PROBLEM —
Please reproduce the items below verbatim, from the line containing "A rule for this batch: each instance of the wall-mounted" through the line containing "column 67, row 243", including both of those lines.

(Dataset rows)

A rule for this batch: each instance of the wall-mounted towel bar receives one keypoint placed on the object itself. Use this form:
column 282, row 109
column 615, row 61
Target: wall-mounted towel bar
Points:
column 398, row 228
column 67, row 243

--

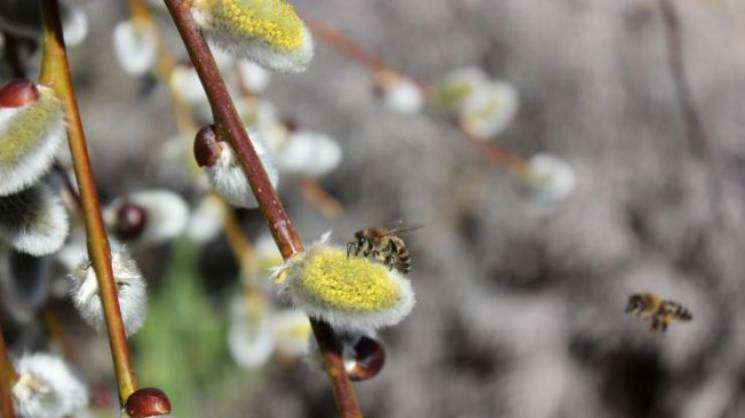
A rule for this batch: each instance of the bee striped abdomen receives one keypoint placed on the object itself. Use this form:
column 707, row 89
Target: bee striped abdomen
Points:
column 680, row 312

RESULT FOR THIS TASK —
A rule for this batch: each instance of the wall-mounted towel bar receives one keypoint placed on the object itself. Use this form:
column 282, row 109
column 615, row 61
Target: wall-mounted towel bar
Points:
column 398, row 228
column 67, row 243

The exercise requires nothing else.